### Required task
Select every line in the entries below that contains the string "jeans" and copy each of those lines.

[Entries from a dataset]
————————

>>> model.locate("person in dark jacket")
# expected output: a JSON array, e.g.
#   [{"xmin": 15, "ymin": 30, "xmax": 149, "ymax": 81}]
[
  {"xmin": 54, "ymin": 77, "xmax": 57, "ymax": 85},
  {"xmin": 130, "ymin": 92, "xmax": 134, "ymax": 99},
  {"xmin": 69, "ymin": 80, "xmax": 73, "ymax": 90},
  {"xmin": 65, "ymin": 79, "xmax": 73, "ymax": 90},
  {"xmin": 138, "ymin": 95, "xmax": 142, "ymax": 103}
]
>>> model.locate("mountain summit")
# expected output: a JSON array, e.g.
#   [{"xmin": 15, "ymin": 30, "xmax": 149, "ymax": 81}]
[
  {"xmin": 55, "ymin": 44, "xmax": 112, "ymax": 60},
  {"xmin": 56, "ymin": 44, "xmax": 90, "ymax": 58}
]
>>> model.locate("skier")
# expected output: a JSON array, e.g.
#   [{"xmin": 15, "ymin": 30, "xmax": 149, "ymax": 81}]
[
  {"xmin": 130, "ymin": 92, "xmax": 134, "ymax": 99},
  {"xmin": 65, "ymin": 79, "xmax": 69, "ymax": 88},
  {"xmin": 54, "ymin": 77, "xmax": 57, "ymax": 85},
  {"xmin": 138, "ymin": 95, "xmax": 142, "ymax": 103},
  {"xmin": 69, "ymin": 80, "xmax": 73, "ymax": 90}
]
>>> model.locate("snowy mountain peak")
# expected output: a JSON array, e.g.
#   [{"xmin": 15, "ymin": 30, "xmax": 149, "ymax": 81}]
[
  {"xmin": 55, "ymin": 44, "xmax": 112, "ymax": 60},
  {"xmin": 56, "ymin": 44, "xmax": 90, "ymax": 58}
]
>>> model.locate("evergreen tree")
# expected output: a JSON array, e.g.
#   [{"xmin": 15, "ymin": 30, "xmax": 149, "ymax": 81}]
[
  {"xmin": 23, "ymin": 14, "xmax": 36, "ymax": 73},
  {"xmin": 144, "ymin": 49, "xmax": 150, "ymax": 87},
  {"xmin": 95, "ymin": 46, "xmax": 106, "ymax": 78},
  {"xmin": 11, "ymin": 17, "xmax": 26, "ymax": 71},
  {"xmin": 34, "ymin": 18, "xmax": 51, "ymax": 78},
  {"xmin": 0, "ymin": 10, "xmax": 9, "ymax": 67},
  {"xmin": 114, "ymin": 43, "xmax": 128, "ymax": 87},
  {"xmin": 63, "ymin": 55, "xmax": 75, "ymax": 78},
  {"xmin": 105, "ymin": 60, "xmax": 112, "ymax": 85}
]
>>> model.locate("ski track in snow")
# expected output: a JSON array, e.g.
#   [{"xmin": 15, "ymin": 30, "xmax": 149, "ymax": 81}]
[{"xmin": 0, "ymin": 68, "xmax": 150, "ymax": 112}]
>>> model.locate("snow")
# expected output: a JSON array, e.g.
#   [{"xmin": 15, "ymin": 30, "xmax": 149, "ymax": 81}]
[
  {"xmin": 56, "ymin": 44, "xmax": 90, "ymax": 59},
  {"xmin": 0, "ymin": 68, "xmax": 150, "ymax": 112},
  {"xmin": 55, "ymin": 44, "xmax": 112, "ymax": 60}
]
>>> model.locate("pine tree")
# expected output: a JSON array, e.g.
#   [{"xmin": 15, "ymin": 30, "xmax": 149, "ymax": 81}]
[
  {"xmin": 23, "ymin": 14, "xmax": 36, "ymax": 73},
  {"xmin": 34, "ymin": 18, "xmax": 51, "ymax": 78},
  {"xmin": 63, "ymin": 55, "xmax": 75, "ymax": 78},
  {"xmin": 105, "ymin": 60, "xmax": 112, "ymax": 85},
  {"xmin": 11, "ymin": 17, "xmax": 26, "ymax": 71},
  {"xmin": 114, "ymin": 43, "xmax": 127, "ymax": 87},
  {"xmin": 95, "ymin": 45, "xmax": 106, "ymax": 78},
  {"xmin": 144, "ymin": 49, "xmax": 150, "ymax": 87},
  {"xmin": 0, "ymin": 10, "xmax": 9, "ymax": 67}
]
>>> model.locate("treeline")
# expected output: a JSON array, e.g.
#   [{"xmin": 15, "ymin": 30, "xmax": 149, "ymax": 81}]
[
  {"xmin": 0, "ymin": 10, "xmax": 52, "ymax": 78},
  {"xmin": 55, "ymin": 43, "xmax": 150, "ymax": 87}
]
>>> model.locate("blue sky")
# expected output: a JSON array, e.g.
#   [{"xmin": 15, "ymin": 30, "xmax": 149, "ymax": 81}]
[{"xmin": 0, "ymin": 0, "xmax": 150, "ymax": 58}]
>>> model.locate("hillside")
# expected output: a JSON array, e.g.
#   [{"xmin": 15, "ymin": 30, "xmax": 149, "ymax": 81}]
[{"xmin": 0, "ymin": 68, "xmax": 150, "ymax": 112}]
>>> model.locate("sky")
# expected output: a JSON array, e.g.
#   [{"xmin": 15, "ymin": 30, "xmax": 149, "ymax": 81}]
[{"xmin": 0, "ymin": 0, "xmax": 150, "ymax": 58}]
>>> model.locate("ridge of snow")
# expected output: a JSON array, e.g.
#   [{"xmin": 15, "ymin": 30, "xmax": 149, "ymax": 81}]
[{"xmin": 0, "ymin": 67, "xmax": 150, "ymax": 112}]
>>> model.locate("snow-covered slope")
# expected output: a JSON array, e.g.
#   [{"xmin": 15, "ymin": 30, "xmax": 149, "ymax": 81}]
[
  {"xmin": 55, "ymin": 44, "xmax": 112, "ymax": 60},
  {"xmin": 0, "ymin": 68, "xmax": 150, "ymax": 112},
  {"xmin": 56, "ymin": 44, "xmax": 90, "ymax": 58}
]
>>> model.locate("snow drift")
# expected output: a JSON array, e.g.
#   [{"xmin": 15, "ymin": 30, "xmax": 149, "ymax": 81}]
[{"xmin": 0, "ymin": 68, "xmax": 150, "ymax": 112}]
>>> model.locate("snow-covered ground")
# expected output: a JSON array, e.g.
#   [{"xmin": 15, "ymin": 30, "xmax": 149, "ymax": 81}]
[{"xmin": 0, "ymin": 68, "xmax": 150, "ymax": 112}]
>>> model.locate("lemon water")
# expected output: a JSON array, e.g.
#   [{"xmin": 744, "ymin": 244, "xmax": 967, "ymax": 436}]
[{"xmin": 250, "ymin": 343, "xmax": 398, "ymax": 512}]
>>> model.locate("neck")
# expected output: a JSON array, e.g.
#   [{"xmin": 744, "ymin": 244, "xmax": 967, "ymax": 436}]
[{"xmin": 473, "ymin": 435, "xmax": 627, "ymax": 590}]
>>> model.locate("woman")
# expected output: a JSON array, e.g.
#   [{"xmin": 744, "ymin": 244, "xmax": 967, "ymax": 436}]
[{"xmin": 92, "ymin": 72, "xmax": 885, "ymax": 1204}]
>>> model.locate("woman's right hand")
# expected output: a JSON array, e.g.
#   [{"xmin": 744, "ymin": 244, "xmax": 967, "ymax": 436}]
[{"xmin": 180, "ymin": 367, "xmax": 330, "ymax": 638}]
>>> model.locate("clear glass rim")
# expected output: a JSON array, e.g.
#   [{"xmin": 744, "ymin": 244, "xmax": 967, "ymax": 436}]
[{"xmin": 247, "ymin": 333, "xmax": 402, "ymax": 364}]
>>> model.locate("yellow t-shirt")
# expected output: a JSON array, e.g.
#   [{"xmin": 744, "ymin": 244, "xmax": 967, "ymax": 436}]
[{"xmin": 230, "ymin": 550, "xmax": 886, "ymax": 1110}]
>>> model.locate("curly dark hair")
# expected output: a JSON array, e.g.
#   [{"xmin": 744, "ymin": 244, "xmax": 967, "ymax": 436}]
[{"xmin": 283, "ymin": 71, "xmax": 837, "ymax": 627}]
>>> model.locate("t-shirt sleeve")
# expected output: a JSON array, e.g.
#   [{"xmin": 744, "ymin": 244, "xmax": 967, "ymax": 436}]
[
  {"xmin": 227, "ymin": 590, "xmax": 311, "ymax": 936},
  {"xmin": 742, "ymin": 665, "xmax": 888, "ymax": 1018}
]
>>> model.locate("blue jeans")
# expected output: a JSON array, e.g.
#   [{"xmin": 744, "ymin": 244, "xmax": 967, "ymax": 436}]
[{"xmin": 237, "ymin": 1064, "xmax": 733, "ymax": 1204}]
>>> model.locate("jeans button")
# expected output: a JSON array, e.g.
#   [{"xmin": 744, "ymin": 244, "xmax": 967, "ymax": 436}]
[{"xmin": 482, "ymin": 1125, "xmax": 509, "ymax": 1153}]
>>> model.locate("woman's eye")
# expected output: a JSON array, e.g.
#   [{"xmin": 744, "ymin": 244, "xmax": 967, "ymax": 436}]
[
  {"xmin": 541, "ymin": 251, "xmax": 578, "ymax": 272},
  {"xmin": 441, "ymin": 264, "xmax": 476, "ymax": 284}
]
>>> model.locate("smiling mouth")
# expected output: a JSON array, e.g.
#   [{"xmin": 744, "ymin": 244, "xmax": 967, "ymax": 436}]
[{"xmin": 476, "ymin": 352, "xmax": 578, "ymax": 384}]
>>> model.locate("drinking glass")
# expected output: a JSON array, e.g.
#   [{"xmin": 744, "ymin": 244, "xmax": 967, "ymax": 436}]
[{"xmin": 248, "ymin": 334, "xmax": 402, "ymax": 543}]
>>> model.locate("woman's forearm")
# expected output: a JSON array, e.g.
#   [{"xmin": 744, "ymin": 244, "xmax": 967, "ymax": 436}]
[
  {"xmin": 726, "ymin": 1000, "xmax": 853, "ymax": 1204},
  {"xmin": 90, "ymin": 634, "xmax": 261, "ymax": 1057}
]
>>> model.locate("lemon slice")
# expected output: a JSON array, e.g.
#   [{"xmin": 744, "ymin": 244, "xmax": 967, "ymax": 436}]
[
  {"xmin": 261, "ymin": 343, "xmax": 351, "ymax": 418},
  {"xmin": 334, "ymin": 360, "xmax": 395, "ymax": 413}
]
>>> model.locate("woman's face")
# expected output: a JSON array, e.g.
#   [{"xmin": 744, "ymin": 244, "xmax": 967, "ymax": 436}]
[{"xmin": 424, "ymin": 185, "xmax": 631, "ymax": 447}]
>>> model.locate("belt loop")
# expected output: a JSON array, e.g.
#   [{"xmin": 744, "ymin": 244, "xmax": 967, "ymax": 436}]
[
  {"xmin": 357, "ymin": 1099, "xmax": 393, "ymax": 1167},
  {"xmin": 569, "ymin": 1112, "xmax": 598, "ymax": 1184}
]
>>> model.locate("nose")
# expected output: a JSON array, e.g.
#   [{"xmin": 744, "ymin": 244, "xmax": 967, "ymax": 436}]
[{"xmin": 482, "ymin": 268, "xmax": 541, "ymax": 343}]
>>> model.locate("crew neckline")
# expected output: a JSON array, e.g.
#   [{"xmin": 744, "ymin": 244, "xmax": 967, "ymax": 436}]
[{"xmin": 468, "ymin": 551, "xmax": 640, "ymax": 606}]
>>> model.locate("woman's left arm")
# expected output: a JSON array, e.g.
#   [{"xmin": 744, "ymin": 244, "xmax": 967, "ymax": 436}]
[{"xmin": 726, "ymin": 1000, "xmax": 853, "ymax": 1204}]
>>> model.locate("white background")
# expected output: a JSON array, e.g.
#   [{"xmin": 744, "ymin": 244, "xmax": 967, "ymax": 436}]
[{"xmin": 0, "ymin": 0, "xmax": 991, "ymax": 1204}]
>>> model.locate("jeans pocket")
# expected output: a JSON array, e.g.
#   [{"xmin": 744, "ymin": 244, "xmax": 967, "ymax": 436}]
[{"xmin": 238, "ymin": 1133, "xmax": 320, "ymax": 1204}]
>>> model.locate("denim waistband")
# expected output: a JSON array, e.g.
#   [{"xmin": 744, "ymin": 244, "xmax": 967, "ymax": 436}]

————————

### Task response
>>> model.locate("blue jeans")
>>> model.locate("jeans button")
>>> model.locate("jeans pocket")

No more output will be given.